引文:
====
《无人幸免:2074-2095,美国 第二次南北战争》[加]奥马尔·阿卡德著齐彦婧译北京联合出版公司出版

她叫萨拉特,26岁,在庆祝战争胜利的庆典上携带“速效”病毒,导致全美爆发了一场长达10年的瘟疫。据统计,战争期间死亡人数超过第一、第二次世界大战的总和,而战后死于瘟疫的人数几乎是这个数字的十倍。

她5岁时,美国南方的几个州宣布独立,成立“南方自由邦”,以亚特兰大为首府。一场长达21年的内战拉开帷幕。6岁时,她随同家人逃至中立区的难民营。

12岁之前,她对战争的意味浑然不知。她好奇、好胜、睚眦必报,人们叫她“假小子”。

战事日益激烈,她的父母和兄姐相继成为战争牺牲品。经历了至亲惨死和大屠杀的恐怖,她从善良、勇敢、充满正义感的“假小子”,变成南方反抗军中声名显赫的少女狙击手,成为与“敌人”同归于尽的人肉炸弹……

促使萨拉特转变的,不仅是其至亲惨死,更源于她遭到北方军逮捕后,在监狱里遭受的7年非人折磨。战争使恐怖像一张看不见的滤镜,让整个世界扭曲变形。
====
所给资料:
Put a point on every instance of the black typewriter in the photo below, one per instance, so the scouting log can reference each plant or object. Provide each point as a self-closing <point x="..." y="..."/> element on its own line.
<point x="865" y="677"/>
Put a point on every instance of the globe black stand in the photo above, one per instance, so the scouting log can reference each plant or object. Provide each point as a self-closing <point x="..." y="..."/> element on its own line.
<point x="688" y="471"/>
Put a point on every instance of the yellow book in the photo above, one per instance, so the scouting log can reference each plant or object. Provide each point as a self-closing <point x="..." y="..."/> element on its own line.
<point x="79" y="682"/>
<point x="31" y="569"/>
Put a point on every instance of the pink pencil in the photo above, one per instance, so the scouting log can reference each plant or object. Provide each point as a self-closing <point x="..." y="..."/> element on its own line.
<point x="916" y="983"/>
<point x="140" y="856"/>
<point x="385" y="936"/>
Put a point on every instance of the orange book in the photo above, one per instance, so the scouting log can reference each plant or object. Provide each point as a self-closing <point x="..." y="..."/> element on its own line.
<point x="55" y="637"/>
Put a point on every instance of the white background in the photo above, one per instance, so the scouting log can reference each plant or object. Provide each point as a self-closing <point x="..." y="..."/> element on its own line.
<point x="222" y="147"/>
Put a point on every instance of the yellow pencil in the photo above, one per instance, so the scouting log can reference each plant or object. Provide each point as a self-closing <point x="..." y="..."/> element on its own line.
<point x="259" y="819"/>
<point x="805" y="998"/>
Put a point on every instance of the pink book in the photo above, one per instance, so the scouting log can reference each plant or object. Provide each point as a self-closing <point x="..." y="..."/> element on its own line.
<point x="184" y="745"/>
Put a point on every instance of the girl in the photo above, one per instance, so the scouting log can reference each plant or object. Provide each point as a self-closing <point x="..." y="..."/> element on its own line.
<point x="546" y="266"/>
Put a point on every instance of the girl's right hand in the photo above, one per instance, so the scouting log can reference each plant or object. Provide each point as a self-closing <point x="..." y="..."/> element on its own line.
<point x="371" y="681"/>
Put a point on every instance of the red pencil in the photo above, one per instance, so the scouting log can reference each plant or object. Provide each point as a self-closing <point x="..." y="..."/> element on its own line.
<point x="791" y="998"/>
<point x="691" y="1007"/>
====
练习要求: 把引文里从“她叫萨拉特,26岁,在庆祝战”到“的滤镜,让整个世界扭曲变形。”这一段一字不改地摘出来。

答案:
她叫萨拉特,26岁,在庆祝战争胜利的庆典上携带“速效”病毒,导致全美爆发了一场长达10年的瘟疫。据统计,战争期间死亡人数超过第一、第二次世界大战的总和,而战后死于瘟疫的人数几乎是这个数字的十倍。

她5岁时,美国南方的几个州宣布独立,成立“南方自由邦”,以亚特兰大为首府。一场长达21年的内战拉开帷幕。6岁时,她随同家人逃至中立区的难民营。

12岁之前,她对战争的意味浑然不知。她好奇、好胜、睚眦必报,人们叫她“假小子”。

战事日益激烈,她的父母和兄姐相继成为战争牺牲品。经历了至亲惨死和大屠杀的恐怖,她从善良、勇敢、充满正义感的“假小子”,变成南方反抗军中声名显赫的少女狙击手,成为与“敌人”同归于尽的人肉炸弹……

促使萨拉特转变的,不仅是其至亲惨死,更源于她遭到北方军逮捕后,在监狱里遭受的7年非人折磨。战争使恐怖像一张看不见的滤镜,让整个世界扭曲变形。